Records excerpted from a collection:
********

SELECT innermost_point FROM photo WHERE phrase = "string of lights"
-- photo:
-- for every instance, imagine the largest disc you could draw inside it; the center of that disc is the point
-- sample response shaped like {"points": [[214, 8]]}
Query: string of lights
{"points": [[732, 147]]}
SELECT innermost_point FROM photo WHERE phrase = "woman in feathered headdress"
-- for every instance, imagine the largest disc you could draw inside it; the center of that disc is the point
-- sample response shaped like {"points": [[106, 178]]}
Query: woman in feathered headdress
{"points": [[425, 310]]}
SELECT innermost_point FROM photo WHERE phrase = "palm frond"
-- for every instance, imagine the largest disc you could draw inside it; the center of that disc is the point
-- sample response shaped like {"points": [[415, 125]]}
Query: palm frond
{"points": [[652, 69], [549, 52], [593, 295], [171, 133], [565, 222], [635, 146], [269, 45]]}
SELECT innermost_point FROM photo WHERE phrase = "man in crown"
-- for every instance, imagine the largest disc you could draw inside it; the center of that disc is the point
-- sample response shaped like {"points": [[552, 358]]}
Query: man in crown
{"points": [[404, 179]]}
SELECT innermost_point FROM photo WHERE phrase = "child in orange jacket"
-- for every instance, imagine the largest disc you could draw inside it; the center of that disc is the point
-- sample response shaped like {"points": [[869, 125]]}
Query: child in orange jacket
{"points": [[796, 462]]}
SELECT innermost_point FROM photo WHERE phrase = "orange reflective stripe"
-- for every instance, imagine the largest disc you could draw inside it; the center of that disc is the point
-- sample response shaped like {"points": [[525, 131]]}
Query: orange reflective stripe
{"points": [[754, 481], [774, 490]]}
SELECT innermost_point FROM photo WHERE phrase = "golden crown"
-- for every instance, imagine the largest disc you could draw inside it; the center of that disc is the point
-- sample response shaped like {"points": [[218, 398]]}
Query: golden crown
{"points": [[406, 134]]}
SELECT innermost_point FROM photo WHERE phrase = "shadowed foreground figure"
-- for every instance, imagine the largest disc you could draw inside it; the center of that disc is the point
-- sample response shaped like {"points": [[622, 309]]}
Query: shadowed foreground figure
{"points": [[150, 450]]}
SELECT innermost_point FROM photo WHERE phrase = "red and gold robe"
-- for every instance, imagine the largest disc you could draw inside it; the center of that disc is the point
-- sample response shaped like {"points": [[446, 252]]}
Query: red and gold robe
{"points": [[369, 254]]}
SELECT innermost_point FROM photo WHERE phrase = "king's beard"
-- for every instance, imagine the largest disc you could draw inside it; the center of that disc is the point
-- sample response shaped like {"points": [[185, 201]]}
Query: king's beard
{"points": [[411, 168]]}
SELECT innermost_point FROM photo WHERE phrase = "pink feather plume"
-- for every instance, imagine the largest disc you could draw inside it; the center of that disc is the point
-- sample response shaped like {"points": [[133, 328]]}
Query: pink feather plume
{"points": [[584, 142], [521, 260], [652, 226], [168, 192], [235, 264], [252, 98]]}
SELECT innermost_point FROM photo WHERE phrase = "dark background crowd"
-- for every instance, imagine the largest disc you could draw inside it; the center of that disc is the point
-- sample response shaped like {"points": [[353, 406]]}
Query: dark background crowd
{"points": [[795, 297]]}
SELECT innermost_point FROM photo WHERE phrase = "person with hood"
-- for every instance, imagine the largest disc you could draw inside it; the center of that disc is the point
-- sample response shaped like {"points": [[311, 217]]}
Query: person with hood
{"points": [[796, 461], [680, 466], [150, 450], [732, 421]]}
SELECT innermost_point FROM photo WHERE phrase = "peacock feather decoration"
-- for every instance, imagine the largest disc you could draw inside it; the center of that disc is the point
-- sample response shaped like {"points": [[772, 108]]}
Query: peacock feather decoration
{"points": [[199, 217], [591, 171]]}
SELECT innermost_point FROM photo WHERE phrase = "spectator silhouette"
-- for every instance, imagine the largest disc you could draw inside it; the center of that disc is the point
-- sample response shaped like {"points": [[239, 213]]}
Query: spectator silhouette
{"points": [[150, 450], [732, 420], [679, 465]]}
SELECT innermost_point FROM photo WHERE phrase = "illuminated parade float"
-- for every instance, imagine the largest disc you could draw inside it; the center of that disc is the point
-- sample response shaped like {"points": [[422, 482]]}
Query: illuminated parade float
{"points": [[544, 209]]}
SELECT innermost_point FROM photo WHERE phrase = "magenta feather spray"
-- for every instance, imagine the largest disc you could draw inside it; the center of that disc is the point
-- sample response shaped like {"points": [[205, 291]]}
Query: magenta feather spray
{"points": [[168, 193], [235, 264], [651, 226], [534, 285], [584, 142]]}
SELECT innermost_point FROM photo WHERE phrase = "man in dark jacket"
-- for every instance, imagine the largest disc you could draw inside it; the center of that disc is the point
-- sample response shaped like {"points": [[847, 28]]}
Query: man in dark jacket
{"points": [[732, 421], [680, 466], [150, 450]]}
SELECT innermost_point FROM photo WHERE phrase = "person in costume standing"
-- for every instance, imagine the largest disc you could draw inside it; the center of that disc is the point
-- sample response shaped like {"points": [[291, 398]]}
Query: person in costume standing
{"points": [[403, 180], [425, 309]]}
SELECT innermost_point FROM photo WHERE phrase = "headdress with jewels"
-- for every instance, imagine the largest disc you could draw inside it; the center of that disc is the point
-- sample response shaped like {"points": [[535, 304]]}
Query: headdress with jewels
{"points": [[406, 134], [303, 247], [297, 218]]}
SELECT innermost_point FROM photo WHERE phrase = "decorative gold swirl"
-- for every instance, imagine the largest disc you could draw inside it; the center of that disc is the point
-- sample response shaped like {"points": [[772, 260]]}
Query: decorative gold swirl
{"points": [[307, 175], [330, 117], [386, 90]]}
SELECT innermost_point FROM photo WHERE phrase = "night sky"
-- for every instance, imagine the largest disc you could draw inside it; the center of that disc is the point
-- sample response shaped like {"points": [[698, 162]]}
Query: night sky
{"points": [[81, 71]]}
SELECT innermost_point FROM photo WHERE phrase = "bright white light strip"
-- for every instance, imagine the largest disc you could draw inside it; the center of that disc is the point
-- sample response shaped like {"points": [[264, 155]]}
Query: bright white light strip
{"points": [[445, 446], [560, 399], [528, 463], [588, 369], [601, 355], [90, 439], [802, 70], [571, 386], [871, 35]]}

********

Each record shown above must be printed once more, exactly.

RESPONSE TO THE EXERCISE –
SELECT innermost_point FROM photo WHERE phrase = "string of lights"
-- photo:
-- for every instance, imagine the largest disc you could draw inside it; the center of that disc is the point
-- sample response shaped like {"points": [[214, 8]]}
Query: string of lights
{"points": [[732, 147]]}
SELECT innermost_point FROM photo WHERE phrase = "woman in feathered headdress"
-- for every instance, imagine the largest disc you could draw inside it; the center of that disc is the point
-- sample response shaped like {"points": [[106, 178]]}
Query: woman in feathered headdress
{"points": [[425, 310]]}
SELECT innermost_point FROM photo WHERE phrase = "palm frond"
-- for every instance, imagine the largest disc you could draw inside it; the center of that disc is the point
-- sample response shaped like {"points": [[415, 125]]}
Query: palm frond
{"points": [[652, 69], [549, 52], [593, 295], [171, 133], [565, 222], [635, 146], [269, 45]]}
SELECT innermost_point FROM photo WHERE phrase = "man in crown"
-- for every instance, imagine the largest disc you could draw inside it; the center of that disc is the point
-- sample response shaped like {"points": [[552, 358]]}
Query: man in crown
{"points": [[404, 179]]}
SELECT innermost_point FROM photo WHERE phrase = "child in orange jacket"
-- for every instance, imagine the largest disc you could draw inside it; the center of that disc is the point
-- sample response shaped like {"points": [[869, 125]]}
Query: child in orange jacket
{"points": [[796, 462]]}
SELECT innermost_point FROM photo WHERE phrase = "orange reflective stripe"
-- for every instance, imagine the largest disc you could draw inside it; the center of that disc is the point
-- sample response shaped like {"points": [[525, 131]]}
Query: orange reflective stripe
{"points": [[754, 481], [774, 490]]}
SELECT innermost_point FROM photo WHERE phrase = "golden crown"
-- for every instance, imagine the largest disc you could draw inside it; the center of that disc is the point
-- sample response shaped like {"points": [[218, 398]]}
Query: golden crown
{"points": [[406, 134]]}
SELECT innermost_point FROM photo WHERE phrase = "shadowed foreground figure"
-- for every instance, imagine the largest disc you could draw inside it; the center of that disc is the point
-- sample response shaped like {"points": [[622, 309]]}
Query: shadowed foreground figure
{"points": [[150, 450]]}
SELECT innermost_point FROM photo WHERE phrase = "red and gold robe"
-- for every instance, imagine the largest disc you could draw inside it; the center of that disc is the point
-- sample response shaped like {"points": [[446, 252]]}
Query: red and gold robe
{"points": [[369, 254]]}
SELECT innermost_point FROM photo WHERE phrase = "king's beard"
-- for every instance, imagine the largest disc you could draw inside it; the center of that disc is the point
-- sample response shaped like {"points": [[185, 201]]}
Query: king's beard
{"points": [[411, 168]]}
SELECT innermost_point FROM photo WHERE phrase = "pink feather plume"
-- for every instance, imagine the largest disc you could draw inside it; the center of that disc is the point
-- sample response shaped like {"points": [[133, 328]]}
Query: pink feather plume
{"points": [[584, 142], [521, 260], [652, 226], [168, 192], [235, 264], [252, 98]]}
SELECT innermost_point FROM photo WHERE phrase = "dark background crowd"
-- for every instance, imagine the largest disc you could draw inside it; the center of that disc is the point
-- sample response shaped like {"points": [[353, 406]]}
Query: dark background crowd
{"points": [[795, 297]]}
SELECT innermost_point FROM photo WHERE phrase = "person with hood"
-- for every instance, imagine the largest disc you could draw inside it; the center of that disc is the point
-- sample response shaped like {"points": [[311, 217]]}
Query: person with hood
{"points": [[796, 461], [680, 466], [150, 450], [732, 421]]}
SELECT innermost_point FROM photo WHERE phrase = "peacock feather decoration"
-- for every instance, imagine the largest disc you could draw inside it; the center of that disc is the point
-- sample response shaped like {"points": [[772, 108]]}
Query: peacock feather decoration
{"points": [[199, 217], [591, 171]]}
SELECT innermost_point FROM photo WHERE phrase = "spectator silhouette"
-- for every instance, imagine the largest disc you could draw inside it; the center of that disc is the point
-- sample response shaped like {"points": [[239, 213]]}
Query: spectator silhouette
{"points": [[150, 450], [732, 420], [679, 465]]}
SELECT innermost_point FROM photo WHERE phrase = "illuminated parade float"
-- for every instance, imagine the largest disc you could draw inside it; the center of that disc is the point
-- sample response shaped like {"points": [[422, 482]]}
Query: illuminated parade float
{"points": [[544, 209]]}
SELECT innermost_point FROM photo WHERE phrase = "magenta feather spray"
-- for every instance, imagine the largest disc you could draw inside it; the center of that disc is the point
-- sample response shaped like {"points": [[205, 291]]}
Query: magenta feather spray
{"points": [[168, 193], [235, 264], [651, 226], [534, 285], [584, 142]]}
SELECT innermost_point FROM photo WHERE phrase = "man in dark jacket"
-- for every instance, imagine the largest disc you could draw inside it; the center of that disc is the point
-- sample response shaped like {"points": [[847, 28]]}
Query: man in dark jacket
{"points": [[732, 421], [680, 466], [150, 450]]}
SELECT innermost_point FROM photo WHERE phrase = "person in costume standing"
-- for every instance, imagine the largest disc you could draw inside it; the center of that disc is the point
-- sample response shaped like {"points": [[291, 398]]}
Query: person in costume standing
{"points": [[403, 180], [425, 309]]}
SELECT innermost_point FROM photo WHERE phrase = "headdress with jewels"
-- for every instance, imagine the largest disc you could draw inside it; the center of that disc is the point
-- sample response shaped like {"points": [[535, 304]]}
Query: headdress with jewels
{"points": [[406, 134], [303, 247], [297, 218]]}
SELECT innermost_point FROM photo WHERE phrase = "decorative gold swirl"
-- for every instance, imagine the largest disc you could draw inside it; the center of that disc is the point
-- sample response shaped like {"points": [[772, 260]]}
Query: decorative gold swirl
{"points": [[307, 175], [330, 117], [386, 90]]}
SELECT innermost_point FROM photo WHERE phrase = "night sky"
-- for every instance, imagine the largest disc you could draw inside it; the center of that disc is the point
-- sample response shaped like {"points": [[698, 162]]}
Query: night sky
{"points": [[81, 71]]}
SELECT innermost_point FROM photo WHERE phrase = "bright white light strip"
-- for every instance, imagine the largest disc you could draw inside it; the center of that disc is the point
-- sample response shaped like {"points": [[264, 155]]}
Query: bright white light strip
{"points": [[445, 446], [560, 399], [528, 463], [588, 369], [601, 355], [90, 439], [802, 70], [571, 386], [871, 35]]}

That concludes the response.